Print the listing again exactly, leaving nothing out.
Start of Exercise materials
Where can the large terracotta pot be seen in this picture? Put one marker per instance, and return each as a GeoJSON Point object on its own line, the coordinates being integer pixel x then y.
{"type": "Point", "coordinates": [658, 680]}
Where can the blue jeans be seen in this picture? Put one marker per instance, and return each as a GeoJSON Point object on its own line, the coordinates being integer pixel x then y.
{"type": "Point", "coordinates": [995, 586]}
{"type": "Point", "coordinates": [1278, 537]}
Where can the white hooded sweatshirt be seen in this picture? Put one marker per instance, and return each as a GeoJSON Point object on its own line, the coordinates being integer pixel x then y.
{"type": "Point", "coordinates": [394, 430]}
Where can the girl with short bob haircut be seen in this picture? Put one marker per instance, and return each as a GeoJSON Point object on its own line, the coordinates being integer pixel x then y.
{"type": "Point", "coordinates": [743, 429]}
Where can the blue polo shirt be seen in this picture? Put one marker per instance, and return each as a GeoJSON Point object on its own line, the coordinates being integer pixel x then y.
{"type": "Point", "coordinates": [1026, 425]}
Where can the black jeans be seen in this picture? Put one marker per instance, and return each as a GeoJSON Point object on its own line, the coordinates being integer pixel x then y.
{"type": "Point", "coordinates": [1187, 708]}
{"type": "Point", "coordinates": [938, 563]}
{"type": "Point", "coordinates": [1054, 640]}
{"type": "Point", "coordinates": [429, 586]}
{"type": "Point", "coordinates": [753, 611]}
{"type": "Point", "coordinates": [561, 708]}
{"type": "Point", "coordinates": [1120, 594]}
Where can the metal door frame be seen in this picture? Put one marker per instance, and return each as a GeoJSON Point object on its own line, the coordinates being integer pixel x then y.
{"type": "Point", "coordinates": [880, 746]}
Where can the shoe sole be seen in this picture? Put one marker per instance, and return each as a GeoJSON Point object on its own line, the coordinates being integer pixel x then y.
End of Exercise materials
Solution for this exercise:
Where can the large terracotta pot be seen in this picture? Put one marker per instance, and return each as a GeoJSON Point object on its own line, the coordinates being integer pixel x then y.
{"type": "Point", "coordinates": [658, 680]}
Where can the blue jeans be seen in this picture? Put one marker per instance, and return each as a GeoJSON Point object on its own line, the coordinates being integer pixel x then y.
{"type": "Point", "coordinates": [995, 586]}
{"type": "Point", "coordinates": [1278, 537]}
Where can the white hooded sweatshirt be seen in this picture? Put one marker per instance, and return each as a GeoJSON Point object on its own line, the coordinates being integer pixel x then y.
{"type": "Point", "coordinates": [394, 430]}
Where can the girl with short bob haircut be seen in this picture? Put one marker per instance, and return each as a GeoJSON Point object on its own line, the coordinates being integer pixel x then y.
{"type": "Point", "coordinates": [743, 429]}
Where can the blue polo shirt be seen in this picture? Put one marker per instance, and return each as a GeoJSON Point object on its own line, the coordinates being integer pixel x then y.
{"type": "Point", "coordinates": [1026, 425]}
Where can the black jeans be seen in this picture? Put one marker per instance, and return each as a GeoJSON Point object on its own line, the coordinates being integer pixel x then y.
{"type": "Point", "coordinates": [1187, 708]}
{"type": "Point", "coordinates": [938, 563]}
{"type": "Point", "coordinates": [1054, 640]}
{"type": "Point", "coordinates": [429, 586]}
{"type": "Point", "coordinates": [753, 611]}
{"type": "Point", "coordinates": [561, 708]}
{"type": "Point", "coordinates": [1120, 594]}
Where can the metal door frame be seen in this picture? Put one marker per instance, and return each as a GeoJSON Point object on its own line, the coordinates being integer pixel x then y.
{"type": "Point", "coordinates": [880, 746]}
Where can the shoe sole be seen in this picture? Put one marker per instance, and return each as a GeoJSON Point object on its own line, the coordinates being integer pixel x then y.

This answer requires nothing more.